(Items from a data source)
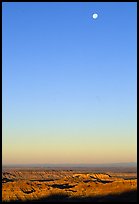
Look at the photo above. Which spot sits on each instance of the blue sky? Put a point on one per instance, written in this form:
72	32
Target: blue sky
69	82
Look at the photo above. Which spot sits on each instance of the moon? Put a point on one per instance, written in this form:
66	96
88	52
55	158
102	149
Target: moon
95	16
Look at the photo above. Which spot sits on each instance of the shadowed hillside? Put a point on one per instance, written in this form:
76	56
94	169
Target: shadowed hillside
70	186
130	196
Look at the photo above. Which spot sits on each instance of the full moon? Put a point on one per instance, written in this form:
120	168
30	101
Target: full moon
95	16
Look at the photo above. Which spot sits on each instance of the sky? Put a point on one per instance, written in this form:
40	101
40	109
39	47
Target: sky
69	82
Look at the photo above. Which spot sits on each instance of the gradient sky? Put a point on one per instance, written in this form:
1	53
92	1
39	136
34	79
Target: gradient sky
69	83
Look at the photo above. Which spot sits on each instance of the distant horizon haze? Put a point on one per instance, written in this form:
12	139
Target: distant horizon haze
69	82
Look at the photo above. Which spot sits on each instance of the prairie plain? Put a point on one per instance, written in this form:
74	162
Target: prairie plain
69	184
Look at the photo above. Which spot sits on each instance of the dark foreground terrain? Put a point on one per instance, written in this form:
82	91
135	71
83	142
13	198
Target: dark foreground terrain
69	185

Task directions:
Rewrite the stretch from the line containing "of the dark" through the end of the records, putting "lower slope" in place of "foreground terrain" and keeping everything else the same.

Solved exercise:
Look at the photo above. Which spot sits on each instance of the dark lower slope? Put a point on one per instance, written in this form:
82	91
135	71
83	142
13	198
Target: dark lower slope
69	185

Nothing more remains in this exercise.